** Information supplied **
========

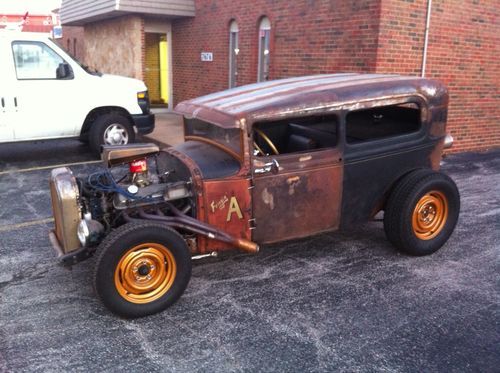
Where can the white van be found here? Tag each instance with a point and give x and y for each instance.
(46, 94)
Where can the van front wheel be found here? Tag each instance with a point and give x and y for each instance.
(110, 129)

========

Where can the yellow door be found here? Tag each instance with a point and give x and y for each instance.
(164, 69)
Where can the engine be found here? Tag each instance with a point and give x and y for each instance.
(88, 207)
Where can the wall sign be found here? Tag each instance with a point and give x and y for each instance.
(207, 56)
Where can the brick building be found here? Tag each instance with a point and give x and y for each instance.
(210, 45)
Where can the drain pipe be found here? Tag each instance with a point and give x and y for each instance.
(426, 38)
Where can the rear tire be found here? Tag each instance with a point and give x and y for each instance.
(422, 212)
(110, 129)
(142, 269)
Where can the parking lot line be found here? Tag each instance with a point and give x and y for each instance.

========

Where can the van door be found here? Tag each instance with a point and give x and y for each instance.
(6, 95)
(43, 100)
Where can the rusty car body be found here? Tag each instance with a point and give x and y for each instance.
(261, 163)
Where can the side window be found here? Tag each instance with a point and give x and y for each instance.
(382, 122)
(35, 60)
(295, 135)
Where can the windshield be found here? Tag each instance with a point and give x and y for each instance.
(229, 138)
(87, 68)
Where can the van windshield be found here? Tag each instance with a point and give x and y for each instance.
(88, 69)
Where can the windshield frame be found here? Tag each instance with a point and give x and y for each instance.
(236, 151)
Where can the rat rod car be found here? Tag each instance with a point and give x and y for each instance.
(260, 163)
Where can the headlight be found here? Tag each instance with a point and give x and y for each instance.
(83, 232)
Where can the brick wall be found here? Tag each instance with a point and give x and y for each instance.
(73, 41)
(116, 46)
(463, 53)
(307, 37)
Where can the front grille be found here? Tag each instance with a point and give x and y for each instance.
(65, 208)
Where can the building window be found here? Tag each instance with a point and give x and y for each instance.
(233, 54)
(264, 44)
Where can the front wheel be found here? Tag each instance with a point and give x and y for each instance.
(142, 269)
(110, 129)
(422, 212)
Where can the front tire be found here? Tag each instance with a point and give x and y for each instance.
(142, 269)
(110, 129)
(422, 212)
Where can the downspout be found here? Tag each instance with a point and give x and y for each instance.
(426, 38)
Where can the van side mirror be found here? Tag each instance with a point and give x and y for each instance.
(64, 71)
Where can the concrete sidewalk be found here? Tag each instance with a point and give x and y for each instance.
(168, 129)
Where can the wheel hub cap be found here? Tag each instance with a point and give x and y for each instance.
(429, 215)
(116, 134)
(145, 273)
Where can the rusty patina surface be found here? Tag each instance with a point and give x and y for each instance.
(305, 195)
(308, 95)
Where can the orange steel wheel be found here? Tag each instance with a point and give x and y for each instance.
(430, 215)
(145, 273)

========

From the records above, pick out each line that contains the string "window" and copy it. Case matters.

Where can the side window be found here? Tag each instance with a point and give x and y for each instance.
Where can the building window be found here? Tag each instance with a point and give x and y for each instance.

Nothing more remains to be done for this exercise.